• [PROBLEM STATEMENT]:
Extract the run of lines that starts at the top of the records below and ends at the line with "Reviewer note: every instance of the plant", keeping both ends and excluding pictures.

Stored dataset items
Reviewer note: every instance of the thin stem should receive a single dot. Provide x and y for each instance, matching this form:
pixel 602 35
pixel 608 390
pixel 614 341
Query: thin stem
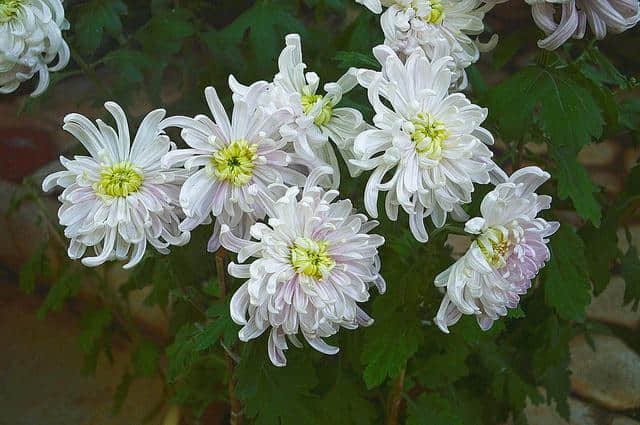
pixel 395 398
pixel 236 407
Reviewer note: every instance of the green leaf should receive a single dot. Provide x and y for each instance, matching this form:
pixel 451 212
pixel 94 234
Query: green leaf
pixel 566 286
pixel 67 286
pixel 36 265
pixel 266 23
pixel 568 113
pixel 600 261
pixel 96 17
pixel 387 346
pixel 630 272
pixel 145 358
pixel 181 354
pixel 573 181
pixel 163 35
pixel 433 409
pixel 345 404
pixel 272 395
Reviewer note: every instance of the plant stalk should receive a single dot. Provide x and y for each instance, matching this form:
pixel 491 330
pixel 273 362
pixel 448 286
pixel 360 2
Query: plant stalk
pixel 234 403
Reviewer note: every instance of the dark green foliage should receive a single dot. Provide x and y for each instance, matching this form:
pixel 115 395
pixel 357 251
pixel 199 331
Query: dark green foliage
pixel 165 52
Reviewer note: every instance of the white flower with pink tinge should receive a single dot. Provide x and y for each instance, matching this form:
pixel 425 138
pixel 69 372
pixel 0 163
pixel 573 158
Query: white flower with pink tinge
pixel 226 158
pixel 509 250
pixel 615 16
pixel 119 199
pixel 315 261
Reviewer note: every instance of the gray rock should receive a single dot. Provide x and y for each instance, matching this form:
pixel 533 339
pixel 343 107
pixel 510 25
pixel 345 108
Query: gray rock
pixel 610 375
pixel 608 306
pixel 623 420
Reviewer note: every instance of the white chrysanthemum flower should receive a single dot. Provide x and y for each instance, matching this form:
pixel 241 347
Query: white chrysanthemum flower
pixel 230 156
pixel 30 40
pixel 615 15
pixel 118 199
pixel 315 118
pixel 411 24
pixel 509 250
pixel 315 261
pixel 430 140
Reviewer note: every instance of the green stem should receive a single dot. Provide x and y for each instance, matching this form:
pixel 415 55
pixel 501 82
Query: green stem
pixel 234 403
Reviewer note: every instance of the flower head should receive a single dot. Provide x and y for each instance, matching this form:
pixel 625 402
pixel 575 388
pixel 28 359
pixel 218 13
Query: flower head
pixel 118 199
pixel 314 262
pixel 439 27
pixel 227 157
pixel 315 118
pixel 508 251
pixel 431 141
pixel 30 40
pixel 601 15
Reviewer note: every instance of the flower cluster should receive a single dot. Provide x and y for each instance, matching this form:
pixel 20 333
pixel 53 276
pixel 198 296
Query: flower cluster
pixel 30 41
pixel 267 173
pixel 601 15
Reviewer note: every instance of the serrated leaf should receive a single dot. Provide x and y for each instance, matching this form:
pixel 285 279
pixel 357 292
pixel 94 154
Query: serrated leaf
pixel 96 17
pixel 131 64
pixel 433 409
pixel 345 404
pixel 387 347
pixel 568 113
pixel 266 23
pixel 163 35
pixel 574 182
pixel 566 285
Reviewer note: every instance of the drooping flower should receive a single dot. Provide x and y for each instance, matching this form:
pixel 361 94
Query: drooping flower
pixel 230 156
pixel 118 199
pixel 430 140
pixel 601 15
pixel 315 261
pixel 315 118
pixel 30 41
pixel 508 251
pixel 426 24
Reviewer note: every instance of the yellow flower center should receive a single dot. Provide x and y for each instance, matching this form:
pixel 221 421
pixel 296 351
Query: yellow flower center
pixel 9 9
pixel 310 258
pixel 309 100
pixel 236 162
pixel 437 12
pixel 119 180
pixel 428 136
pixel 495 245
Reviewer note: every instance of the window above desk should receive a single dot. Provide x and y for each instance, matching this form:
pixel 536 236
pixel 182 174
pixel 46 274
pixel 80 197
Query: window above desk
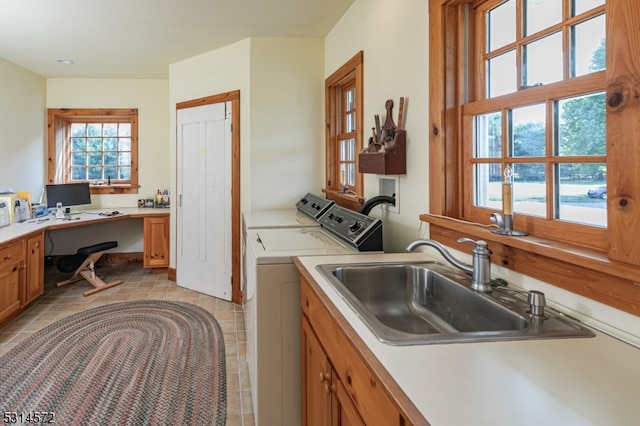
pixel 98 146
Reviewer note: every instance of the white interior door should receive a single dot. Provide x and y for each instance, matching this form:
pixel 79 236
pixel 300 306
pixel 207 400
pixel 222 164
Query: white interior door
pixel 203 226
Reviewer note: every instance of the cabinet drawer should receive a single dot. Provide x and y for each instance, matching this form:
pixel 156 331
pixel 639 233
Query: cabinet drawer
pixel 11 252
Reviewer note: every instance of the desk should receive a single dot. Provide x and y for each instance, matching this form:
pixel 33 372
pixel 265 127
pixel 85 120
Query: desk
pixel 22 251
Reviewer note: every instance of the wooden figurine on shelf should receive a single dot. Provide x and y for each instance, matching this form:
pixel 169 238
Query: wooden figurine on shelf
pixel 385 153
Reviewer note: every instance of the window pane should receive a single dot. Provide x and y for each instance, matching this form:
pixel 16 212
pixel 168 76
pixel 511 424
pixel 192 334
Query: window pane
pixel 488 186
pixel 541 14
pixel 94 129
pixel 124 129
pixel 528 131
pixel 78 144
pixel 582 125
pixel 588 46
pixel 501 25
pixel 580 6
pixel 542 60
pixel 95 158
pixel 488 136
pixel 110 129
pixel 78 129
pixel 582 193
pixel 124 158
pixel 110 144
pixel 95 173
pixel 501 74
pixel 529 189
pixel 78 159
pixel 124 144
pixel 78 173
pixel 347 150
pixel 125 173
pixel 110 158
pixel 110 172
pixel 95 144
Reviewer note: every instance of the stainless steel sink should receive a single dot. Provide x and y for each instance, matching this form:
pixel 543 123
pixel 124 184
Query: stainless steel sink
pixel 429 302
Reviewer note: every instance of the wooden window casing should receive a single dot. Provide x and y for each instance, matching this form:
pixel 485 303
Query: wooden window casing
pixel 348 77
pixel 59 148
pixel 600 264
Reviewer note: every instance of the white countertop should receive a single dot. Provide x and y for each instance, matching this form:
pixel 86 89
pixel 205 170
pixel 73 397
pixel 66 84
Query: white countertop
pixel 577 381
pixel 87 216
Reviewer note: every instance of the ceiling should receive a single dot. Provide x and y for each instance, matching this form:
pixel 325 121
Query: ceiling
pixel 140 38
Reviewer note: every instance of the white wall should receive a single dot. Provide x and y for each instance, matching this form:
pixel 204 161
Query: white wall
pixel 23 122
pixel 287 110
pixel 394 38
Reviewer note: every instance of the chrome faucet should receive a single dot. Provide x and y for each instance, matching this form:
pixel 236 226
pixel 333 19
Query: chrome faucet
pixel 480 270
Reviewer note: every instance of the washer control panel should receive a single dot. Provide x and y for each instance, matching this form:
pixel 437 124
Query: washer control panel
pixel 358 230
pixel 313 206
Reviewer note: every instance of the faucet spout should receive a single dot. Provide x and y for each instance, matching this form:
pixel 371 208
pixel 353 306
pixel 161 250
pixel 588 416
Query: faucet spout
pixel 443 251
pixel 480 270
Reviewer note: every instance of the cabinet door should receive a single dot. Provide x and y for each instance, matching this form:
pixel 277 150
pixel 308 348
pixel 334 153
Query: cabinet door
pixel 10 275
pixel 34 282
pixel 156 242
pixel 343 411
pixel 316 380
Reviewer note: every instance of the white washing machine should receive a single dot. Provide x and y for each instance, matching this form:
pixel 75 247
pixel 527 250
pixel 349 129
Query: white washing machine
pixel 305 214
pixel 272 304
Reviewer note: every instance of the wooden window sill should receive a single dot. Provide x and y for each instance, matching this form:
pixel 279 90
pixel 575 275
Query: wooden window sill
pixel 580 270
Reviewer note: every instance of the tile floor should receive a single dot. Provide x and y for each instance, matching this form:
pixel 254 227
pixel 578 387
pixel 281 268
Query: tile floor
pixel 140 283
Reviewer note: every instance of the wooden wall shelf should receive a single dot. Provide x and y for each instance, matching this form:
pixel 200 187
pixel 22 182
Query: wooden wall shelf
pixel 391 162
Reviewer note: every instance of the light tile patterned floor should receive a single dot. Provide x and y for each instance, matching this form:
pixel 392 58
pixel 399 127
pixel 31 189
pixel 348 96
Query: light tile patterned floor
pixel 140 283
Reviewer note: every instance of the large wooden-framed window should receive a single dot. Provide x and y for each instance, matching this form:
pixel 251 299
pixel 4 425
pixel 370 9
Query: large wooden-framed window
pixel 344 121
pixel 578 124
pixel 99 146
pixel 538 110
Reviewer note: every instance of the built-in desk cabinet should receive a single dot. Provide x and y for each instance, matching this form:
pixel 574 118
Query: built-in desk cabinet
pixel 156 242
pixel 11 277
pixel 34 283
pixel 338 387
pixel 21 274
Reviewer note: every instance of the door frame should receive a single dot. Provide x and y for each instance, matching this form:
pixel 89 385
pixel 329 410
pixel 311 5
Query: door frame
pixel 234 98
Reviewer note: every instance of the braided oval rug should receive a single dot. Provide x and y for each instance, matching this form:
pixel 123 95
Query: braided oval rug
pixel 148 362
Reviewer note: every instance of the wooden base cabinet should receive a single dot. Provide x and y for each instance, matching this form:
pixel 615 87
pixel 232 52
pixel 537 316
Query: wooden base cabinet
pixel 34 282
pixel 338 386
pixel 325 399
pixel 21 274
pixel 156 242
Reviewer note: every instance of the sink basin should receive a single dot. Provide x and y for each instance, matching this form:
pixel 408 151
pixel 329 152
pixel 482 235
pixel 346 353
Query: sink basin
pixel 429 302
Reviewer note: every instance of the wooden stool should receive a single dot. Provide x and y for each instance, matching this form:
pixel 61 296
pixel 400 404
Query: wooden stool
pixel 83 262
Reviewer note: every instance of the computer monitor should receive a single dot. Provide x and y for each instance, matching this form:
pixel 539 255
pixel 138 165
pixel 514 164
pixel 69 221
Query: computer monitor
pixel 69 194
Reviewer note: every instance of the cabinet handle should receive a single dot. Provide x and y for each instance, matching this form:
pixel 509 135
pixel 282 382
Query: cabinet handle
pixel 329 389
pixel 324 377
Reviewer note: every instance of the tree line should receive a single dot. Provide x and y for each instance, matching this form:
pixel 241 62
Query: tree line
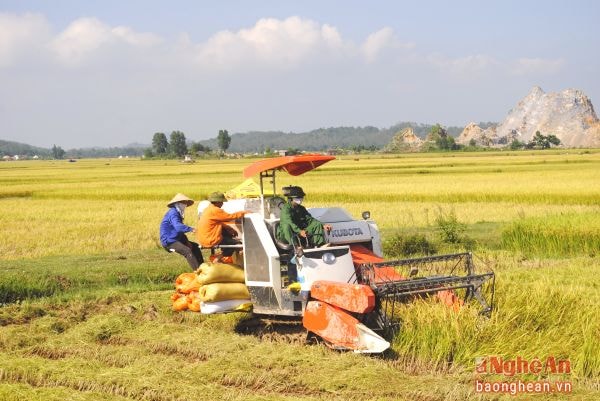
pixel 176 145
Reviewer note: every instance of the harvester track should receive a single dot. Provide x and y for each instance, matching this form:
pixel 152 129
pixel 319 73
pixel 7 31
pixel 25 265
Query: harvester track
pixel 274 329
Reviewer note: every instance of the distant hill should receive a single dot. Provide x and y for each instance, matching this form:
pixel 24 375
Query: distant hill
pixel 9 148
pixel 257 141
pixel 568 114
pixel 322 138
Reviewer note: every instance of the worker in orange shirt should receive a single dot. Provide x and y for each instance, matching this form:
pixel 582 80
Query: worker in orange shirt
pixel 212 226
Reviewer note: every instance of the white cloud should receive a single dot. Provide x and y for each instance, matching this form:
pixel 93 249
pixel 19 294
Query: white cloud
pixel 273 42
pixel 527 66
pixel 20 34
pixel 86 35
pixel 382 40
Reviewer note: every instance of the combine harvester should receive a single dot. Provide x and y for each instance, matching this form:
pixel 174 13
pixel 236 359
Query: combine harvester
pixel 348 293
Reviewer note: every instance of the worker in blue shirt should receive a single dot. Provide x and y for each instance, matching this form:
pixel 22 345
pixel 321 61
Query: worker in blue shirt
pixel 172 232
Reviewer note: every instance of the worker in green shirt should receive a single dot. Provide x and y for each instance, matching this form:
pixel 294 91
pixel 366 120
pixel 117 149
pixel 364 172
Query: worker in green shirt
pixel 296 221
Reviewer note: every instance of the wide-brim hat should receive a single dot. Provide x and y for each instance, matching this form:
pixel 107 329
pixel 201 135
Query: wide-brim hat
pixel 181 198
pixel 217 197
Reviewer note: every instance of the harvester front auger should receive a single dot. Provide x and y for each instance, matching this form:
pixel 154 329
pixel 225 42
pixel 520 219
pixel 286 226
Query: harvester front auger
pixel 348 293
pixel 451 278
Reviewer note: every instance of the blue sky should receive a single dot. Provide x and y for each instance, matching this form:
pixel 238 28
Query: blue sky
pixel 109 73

• [RESPONSE AREA]:
Reviewer note: every instance of the thin stem should receive a single dot. Provide x and y for each instance, matching this form:
pixel 602 35
pixel 608 390
pixel 614 341
Query: thin stem
pixel 395 398
pixel 236 407
Reviewer note: every instance of the green leaf should receive a single dot. Provide x and y for each instance, matching this form:
pixel 451 212
pixel 94 234
Query: green leaf
pixel 566 286
pixel 67 286
pixel 36 265
pixel 266 23
pixel 568 113
pixel 600 261
pixel 96 17
pixel 387 346
pixel 630 272
pixel 145 358
pixel 181 354
pixel 573 181
pixel 163 35
pixel 433 409
pixel 345 404
pixel 272 395
Reviewer note: every instance of the plant stalk should receive a single dot. Provide x and y for each instance, matching this form:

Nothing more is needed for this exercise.